> **Excerpted records**
▼

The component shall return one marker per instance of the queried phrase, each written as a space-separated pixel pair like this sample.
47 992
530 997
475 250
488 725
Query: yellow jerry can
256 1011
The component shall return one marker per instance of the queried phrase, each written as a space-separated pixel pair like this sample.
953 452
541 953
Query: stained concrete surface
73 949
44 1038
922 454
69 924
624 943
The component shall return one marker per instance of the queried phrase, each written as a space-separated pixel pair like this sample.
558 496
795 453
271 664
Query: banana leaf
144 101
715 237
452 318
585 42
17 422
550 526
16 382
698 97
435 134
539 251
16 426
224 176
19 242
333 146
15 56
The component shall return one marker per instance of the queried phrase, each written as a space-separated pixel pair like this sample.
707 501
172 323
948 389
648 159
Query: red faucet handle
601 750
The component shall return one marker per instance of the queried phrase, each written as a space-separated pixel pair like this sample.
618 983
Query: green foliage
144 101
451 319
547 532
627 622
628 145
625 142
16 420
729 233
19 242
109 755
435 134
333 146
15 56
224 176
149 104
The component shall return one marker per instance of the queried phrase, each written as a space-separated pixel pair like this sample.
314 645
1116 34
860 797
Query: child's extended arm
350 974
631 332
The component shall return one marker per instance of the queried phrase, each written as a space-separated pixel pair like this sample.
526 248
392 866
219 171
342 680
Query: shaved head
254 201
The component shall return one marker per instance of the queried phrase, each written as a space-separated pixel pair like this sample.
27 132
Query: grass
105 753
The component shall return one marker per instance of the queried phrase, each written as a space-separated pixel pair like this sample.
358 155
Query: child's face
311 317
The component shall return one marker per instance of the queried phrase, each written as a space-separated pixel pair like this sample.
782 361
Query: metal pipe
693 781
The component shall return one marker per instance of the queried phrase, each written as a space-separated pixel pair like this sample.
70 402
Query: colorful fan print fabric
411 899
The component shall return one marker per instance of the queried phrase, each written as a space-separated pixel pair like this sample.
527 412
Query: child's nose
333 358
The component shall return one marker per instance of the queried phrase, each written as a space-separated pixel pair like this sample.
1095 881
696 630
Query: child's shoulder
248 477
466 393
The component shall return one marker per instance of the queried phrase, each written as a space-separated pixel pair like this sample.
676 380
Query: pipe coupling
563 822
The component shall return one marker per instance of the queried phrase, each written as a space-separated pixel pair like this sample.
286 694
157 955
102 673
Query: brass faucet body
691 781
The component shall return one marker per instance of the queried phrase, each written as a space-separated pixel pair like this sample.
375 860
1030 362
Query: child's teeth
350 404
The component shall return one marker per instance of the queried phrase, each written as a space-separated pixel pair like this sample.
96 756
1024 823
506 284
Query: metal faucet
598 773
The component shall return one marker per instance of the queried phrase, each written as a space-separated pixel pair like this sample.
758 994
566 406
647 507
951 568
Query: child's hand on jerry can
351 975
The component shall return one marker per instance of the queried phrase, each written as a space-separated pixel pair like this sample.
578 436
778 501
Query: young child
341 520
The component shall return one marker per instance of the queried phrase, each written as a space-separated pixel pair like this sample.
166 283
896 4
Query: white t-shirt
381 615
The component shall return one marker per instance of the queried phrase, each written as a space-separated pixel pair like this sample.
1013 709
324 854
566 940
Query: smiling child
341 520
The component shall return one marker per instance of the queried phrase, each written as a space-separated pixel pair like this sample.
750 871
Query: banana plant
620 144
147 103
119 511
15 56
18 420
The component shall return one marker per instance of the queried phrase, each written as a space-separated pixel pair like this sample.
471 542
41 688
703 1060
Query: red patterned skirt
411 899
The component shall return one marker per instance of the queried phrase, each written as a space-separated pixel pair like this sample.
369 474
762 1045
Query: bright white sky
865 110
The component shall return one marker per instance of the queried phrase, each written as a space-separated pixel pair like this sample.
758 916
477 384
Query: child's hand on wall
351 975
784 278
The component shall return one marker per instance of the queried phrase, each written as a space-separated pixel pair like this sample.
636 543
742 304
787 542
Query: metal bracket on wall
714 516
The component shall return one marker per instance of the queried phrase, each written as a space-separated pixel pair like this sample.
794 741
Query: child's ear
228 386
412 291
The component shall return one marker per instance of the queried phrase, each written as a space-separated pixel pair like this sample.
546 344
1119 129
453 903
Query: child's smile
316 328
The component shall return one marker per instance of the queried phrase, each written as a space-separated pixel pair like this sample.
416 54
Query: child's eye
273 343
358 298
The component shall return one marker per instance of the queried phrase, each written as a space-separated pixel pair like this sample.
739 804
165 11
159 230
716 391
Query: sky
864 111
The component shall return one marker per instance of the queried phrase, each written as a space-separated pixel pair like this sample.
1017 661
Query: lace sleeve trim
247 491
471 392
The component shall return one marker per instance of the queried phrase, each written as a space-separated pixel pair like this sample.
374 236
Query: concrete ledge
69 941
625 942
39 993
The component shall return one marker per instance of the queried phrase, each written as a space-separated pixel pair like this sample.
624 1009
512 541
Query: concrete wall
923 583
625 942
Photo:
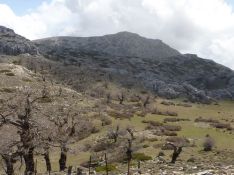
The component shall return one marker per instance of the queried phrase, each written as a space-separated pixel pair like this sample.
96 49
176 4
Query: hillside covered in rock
13 44
137 61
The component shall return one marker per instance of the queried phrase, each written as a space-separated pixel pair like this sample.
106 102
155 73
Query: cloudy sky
204 27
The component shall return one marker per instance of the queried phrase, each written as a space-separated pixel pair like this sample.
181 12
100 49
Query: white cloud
195 26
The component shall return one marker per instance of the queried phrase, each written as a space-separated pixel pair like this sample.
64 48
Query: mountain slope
121 44
145 62
13 44
130 61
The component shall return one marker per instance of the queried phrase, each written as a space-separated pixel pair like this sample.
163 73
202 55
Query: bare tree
121 98
114 134
177 150
208 143
21 118
146 101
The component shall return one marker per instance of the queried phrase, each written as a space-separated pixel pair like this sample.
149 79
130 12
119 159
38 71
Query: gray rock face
13 44
151 63
124 44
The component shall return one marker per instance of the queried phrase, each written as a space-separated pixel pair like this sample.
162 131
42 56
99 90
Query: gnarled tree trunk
63 158
47 160
29 161
8 160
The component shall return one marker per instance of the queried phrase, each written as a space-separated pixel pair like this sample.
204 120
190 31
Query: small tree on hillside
208 143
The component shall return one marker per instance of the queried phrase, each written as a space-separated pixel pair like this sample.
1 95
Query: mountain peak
14 44
124 44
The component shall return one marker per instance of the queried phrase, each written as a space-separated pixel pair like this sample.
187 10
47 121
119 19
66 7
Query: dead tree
47 159
9 161
114 134
20 117
146 101
130 131
108 98
176 152
129 154
121 98
63 157
65 132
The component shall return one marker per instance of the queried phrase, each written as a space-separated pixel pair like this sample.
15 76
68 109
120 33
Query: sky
202 27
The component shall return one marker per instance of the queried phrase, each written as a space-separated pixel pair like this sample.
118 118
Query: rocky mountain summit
136 60
13 44
132 61
124 44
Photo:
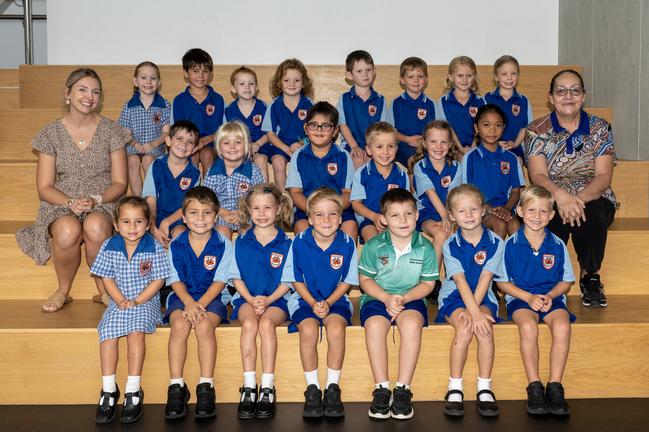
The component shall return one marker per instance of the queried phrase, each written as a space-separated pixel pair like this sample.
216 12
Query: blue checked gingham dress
131 278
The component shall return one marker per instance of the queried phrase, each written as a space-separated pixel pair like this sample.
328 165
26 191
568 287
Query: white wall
322 32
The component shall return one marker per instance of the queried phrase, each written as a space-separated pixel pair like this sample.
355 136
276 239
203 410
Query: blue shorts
216 306
557 303
377 308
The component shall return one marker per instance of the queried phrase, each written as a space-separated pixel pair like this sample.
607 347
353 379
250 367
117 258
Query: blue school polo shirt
494 173
461 117
207 115
426 177
309 172
539 271
286 124
253 121
169 191
359 114
199 272
517 109
369 185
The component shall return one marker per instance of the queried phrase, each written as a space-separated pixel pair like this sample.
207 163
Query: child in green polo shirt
397 271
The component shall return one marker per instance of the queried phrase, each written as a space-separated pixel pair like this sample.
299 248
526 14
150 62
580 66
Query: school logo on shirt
336 261
548 261
209 262
145 267
185 182
276 259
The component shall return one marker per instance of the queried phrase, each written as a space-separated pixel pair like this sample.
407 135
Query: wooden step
43 348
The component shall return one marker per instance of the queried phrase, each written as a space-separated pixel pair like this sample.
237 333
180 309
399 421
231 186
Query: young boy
537 274
321 163
200 104
322 266
411 111
168 179
397 271
200 259
375 178
361 106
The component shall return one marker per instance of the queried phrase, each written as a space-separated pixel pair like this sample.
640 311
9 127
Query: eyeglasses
575 91
324 127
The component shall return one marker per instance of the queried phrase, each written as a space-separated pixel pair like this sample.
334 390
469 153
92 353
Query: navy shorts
377 308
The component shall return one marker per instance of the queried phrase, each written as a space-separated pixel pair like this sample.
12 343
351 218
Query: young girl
472 256
516 106
249 110
232 174
132 265
461 102
495 171
147 116
260 303
284 121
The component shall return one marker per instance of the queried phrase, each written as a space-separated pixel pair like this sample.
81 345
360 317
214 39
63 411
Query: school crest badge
548 261
480 257
276 259
209 262
336 261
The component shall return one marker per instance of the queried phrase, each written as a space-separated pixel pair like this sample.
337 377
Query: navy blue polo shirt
461 117
286 124
253 121
207 115
359 114
494 173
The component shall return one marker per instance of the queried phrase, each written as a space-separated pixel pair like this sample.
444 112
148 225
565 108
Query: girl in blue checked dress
133 266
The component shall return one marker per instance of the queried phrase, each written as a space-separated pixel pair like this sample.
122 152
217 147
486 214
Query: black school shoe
313 402
556 399
266 403
177 398
205 401
132 412
105 411
247 404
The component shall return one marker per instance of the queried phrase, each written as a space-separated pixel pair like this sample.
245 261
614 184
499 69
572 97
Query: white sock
312 378
455 384
268 380
333 376
485 384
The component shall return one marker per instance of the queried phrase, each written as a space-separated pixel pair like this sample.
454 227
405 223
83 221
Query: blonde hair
237 129
282 199
462 61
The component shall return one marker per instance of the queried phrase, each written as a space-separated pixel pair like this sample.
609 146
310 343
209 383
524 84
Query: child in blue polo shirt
260 303
515 105
495 171
133 267
361 106
200 258
284 121
321 163
375 178
322 266
413 110
232 175
168 179
472 256
200 104
537 275
460 104
249 110
147 116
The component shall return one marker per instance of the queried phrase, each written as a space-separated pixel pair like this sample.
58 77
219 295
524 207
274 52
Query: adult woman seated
571 153
81 172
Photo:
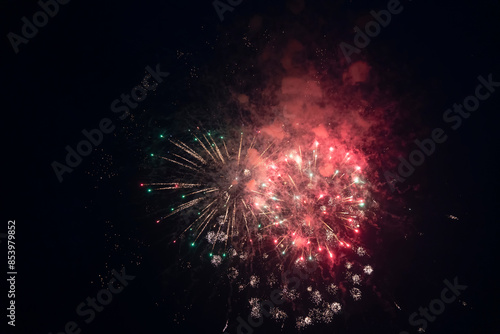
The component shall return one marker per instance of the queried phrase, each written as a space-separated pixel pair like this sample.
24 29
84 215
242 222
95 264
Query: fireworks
283 204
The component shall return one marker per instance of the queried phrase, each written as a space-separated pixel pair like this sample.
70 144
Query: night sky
74 236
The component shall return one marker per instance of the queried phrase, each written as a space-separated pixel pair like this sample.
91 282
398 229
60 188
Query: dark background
71 234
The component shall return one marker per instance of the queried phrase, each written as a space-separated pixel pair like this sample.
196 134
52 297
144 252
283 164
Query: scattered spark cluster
274 206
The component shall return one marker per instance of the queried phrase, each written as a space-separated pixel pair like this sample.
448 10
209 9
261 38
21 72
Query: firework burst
251 202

▲

Show every line of the items above that contains the word "school".

Query: blue school polo shirt
Query: school logo on shirt
Query: school crest badge
Query: black school shoe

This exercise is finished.